◆ Task to carry out
Rewrite the records from the line containing "[mark] the black top" through the last line of the records, both ends included, as a Markdown table with the columns Number and Record line, one row per line, leaving out blank lines.

◆ Listed entries
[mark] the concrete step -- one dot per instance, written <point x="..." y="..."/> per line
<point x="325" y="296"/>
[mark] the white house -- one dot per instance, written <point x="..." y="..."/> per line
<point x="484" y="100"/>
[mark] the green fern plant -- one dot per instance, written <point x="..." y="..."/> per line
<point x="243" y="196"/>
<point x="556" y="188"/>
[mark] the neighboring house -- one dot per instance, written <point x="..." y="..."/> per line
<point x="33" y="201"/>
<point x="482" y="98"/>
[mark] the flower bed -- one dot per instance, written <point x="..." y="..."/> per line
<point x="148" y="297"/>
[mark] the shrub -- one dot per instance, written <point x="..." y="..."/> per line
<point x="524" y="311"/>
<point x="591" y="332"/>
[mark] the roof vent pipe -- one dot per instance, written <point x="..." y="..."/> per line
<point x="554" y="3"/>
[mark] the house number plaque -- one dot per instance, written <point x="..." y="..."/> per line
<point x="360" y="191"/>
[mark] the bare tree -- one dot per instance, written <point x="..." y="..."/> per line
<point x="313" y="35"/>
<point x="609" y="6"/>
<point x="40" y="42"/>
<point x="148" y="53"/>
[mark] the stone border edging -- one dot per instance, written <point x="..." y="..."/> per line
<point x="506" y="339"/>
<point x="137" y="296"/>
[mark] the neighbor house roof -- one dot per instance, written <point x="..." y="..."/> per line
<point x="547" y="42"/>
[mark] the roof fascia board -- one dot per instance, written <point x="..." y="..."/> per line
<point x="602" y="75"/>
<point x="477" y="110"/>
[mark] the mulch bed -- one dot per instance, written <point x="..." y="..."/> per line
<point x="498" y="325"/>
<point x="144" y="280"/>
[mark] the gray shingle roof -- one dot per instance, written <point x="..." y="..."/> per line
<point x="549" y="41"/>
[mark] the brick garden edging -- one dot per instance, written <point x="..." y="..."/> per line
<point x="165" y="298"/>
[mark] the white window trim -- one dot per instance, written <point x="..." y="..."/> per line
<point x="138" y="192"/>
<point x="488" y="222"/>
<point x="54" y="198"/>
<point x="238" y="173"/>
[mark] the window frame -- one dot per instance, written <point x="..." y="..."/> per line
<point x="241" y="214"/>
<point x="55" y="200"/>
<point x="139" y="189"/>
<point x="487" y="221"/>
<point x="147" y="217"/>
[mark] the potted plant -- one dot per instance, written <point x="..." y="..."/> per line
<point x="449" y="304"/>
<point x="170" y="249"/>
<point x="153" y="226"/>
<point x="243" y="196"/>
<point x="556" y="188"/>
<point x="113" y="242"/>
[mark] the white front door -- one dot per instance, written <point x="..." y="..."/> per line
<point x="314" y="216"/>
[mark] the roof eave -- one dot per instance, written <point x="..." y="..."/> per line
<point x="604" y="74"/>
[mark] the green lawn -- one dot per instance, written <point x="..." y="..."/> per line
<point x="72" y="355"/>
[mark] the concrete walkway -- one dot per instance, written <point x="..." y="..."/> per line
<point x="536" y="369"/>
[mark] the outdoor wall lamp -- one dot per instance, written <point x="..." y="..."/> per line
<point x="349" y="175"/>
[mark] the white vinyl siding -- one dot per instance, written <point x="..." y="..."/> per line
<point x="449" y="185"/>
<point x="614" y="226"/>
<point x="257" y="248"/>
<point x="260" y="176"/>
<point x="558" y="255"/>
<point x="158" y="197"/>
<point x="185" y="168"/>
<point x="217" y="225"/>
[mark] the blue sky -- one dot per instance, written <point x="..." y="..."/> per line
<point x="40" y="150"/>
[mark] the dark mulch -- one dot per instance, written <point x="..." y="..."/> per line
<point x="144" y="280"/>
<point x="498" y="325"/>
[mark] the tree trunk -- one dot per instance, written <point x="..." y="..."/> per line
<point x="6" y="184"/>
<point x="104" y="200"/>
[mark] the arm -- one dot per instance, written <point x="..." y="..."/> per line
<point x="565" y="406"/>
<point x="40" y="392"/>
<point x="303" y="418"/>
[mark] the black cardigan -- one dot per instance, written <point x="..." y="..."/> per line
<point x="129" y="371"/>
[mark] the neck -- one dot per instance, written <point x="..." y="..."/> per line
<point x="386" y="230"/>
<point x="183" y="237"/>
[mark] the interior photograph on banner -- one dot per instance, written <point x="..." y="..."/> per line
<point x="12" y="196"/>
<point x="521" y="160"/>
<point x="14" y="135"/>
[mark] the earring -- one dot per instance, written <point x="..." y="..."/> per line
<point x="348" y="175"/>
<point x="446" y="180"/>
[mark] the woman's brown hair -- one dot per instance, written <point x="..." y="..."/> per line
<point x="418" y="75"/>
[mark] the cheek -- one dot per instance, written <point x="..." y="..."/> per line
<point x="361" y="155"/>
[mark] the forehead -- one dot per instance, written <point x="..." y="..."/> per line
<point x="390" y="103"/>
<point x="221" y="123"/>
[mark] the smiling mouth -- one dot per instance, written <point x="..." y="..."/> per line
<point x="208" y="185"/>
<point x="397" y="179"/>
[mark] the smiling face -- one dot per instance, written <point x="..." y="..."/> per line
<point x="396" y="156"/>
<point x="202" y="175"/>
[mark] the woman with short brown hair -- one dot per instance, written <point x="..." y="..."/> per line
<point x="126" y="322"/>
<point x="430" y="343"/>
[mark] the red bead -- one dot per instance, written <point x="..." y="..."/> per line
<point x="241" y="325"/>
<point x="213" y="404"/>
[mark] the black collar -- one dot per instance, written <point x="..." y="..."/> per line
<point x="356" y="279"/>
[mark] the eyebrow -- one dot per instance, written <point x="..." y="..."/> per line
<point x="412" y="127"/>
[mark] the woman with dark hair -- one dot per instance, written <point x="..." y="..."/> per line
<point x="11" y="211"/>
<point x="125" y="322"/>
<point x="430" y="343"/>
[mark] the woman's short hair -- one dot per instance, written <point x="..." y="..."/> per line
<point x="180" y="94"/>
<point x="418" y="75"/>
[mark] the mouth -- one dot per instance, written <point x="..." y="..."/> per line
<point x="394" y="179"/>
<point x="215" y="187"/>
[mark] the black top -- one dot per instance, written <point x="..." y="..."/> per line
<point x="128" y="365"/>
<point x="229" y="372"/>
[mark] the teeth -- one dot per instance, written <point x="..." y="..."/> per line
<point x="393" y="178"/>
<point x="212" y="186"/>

◆ Exercise response
| Number | Record line |
|---|---|
| 1 | [mark] the black top -- one dot per instance, written <point x="..." y="..."/> per line |
| 2 | <point x="128" y="365"/> |
| 3 | <point x="229" y="372"/> |
| 4 | [mark] the teeth -- one dot per instance, written <point x="..." y="..."/> per line |
| 5 | <point x="393" y="178"/> |
| 6 | <point x="212" y="186"/> |